Recorded data:
.....

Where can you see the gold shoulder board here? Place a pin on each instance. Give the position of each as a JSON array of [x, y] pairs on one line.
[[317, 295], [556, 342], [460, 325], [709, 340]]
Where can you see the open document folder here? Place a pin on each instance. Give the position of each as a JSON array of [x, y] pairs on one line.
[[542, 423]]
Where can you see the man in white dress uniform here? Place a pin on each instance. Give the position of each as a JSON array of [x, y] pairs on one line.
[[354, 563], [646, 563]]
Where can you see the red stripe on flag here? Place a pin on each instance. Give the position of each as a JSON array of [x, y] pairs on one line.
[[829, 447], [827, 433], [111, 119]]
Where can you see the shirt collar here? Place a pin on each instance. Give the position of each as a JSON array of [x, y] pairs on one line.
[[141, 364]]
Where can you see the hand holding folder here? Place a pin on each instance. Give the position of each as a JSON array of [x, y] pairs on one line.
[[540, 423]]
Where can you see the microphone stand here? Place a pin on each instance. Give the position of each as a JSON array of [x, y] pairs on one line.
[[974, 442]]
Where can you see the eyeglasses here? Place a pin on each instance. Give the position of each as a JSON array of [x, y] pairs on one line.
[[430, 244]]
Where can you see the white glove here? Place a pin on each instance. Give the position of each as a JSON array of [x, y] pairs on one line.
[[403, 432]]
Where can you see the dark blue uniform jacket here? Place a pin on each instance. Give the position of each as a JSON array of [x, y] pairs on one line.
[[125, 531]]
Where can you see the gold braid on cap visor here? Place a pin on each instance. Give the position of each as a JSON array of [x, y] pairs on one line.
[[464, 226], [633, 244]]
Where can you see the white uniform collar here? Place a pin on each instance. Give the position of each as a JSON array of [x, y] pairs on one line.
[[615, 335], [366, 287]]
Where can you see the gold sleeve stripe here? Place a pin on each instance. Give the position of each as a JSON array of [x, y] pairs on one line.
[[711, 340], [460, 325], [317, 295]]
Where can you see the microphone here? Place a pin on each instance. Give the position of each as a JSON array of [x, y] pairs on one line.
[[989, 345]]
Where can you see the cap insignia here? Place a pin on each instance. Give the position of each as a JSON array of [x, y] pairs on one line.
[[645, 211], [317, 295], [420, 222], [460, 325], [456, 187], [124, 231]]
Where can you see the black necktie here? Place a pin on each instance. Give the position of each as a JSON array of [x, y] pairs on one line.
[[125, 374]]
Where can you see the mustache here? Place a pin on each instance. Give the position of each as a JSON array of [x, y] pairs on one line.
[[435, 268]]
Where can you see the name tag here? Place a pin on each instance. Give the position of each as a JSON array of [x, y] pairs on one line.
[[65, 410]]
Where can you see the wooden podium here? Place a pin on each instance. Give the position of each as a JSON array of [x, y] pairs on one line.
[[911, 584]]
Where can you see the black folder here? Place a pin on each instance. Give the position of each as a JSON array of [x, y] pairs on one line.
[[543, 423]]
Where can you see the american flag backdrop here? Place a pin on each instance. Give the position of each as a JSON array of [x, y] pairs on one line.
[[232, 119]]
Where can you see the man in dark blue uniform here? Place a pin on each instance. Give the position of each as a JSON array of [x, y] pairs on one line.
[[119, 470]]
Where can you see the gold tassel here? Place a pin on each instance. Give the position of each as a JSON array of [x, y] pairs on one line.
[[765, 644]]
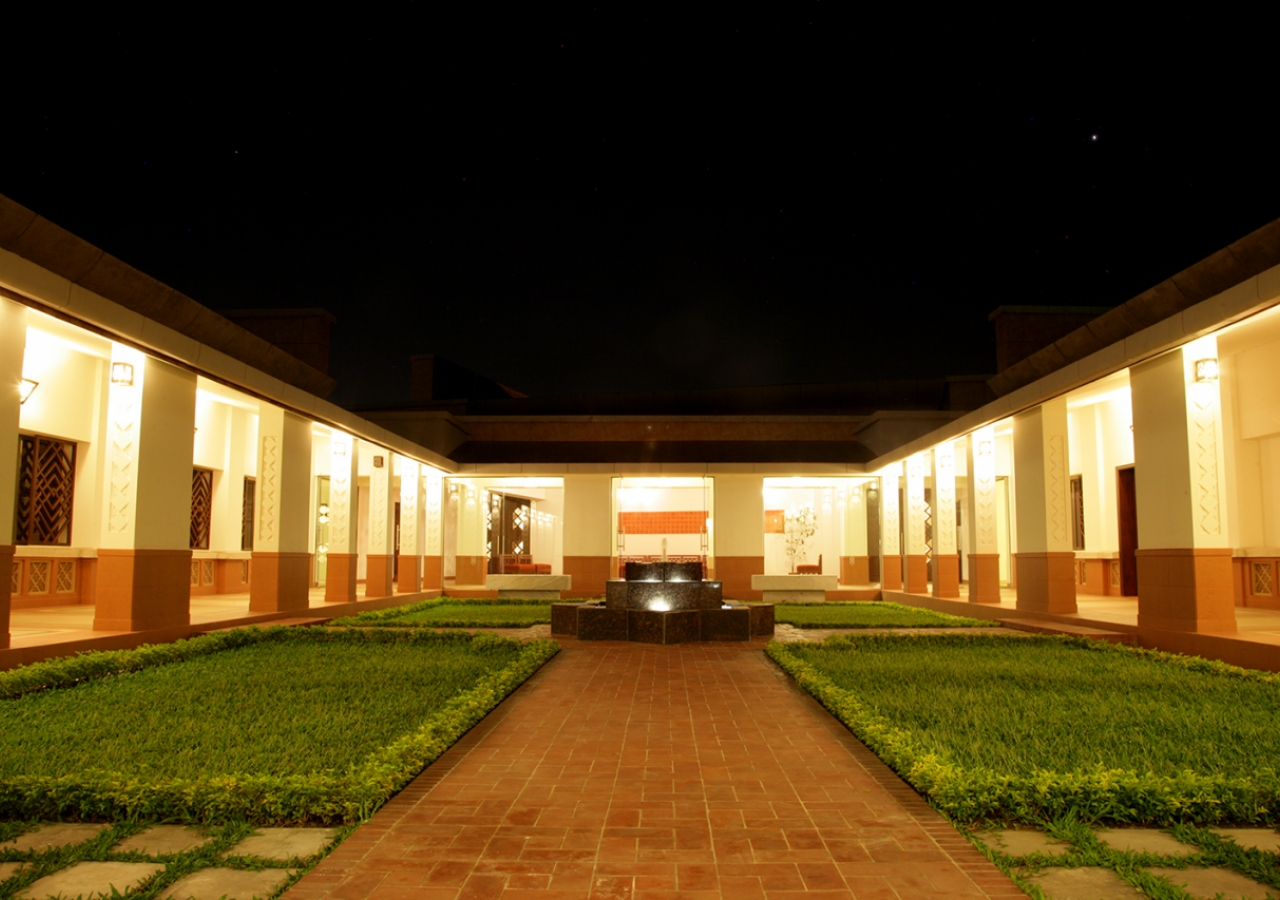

.....

* REQUIREMENT *
Give the lines of the entries above as a JSON list of strings, one string per line, leaving out blank lines and any pictures.

* EXERCISE ANSWER *
[
  "Where can you see the gold shoulder board here? Place a pin on each instance. Give the position of each as a JSON array of [x, y] pairs on one line.",
  "[[317, 295], [556, 342], [460, 325], [709, 340]]",
  "Where can you see the open document folder here? Place a pin on each instance. Give the position of each as a JSON array of [x, y] pairs on one line.",
  "[[542, 423]]",
  "Where can you see the man in white dress uniform here? Place a pin on each instance. Give the position of each as a JSON array of [x, y] pairs on one line.",
  "[[354, 563], [646, 563]]",
  "Where can you see the red stripe on flag here? Place a pin on each instance. Give the position of each as a JSON array of [x, y] pairs on one line.",
  "[[829, 447], [827, 433], [111, 119]]",
  "Where can you see the shirt collar here? Place a pin on each instance. Give the position of each as a JSON array of [x, y] pairs on one line.",
  "[[141, 364]]",
  "Where can you see the hand holding folder here? Place a pin on each instance. Give the position of each as a JSON array of [x, y] pairs on one line.",
  "[[540, 423]]",
  "Where can you see the microphone stand here? Place a pin on each instance. Give the position of each as a JSON array of [x, y] pairs on one line.",
  "[[974, 442]]",
  "Where can you see the eyeglasses here? Place a pin on each instance. Give the position of each as a JSON array of [x, y] pairs on one line.",
  "[[430, 244]]",
  "Where can you see the white glove here? Place a pin on each instance. Give the position of each as a JSON array of [x, y] pairs on one line.",
  "[[403, 432]]",
  "Where can you see the dark blue uniform jacket here? Place a pin on each instance. Give the position of each as a JSON array of [x, y] pairs on one line.",
  "[[125, 531]]",
  "Where can you see the gold braid on cap visor here? Place a pin on each instance. Give the position of each as a JSON array of [x, y] pairs on one line.",
  "[[464, 226], [633, 244]]",
  "Where can you see the white uniform collar here? Place a pin on each instance. Give the position of each as a JSON array of [x, y] pairs on one line.",
  "[[615, 335], [366, 287]]",
  "Where can you see the gold sleeve stripe here? Place a pin on each instance. Give the position of each as a JSON array of [x, y] pairs on one line.",
  "[[711, 340], [460, 325], [317, 295]]",
  "Where can you see the microphone here? Place a pin on each instance. Give the position of each as a JSON array of [x, y] pairs on one line.",
  "[[989, 345]]",
  "Where can you see the cap insignia here? Place a pin on each instance. Give the position of each as a JSON array of [x, y] pairs on one line.",
  "[[645, 211], [317, 295], [420, 222], [460, 325], [456, 187], [124, 231]]",
  "Where can you see the black necktie here? Place a pin on each instance. Give the position of each as a JSON array of [x, y] pairs on one line.",
  "[[125, 374]]",
  "Where can you see the mustache here? Place a pin on each instance. Give the position of each as a JSON array of [x, y] pairs on one line.",
  "[[435, 268]]",
  "Where can you see the name tag here? Place a pin on each instance. Give the position of each as a JSON array of [x, y] pairs on one line.",
  "[[65, 410]]",
  "Where can you see the wooden podium here? Place a pin on each instance. Give the position of each as a JSON array of [x, y] pairs on one line.",
  "[[911, 584]]",
  "Where can you see the black folder here? Place a pin on each instance. Give the position of each as a JSON array of [x, y] pairs on one line.",
  "[[543, 423]]",
  "Where can you see the american flag backdrop here? Place a pin on each instance. Give the position of each as a JSON array of [x, y] pairs on one line.",
  "[[232, 119]]",
  "Where can you see the man in dark blue uniform here? Place a pin on each instance. Give the position of each as a JSON array of [x, y] pairs on one line.",
  "[[119, 470]]",
  "Where can you see the gold tassel here? Place a pin on each instance. Give the position of each as a JSON array of [x, y] pairs on one line.",
  "[[765, 644]]"
]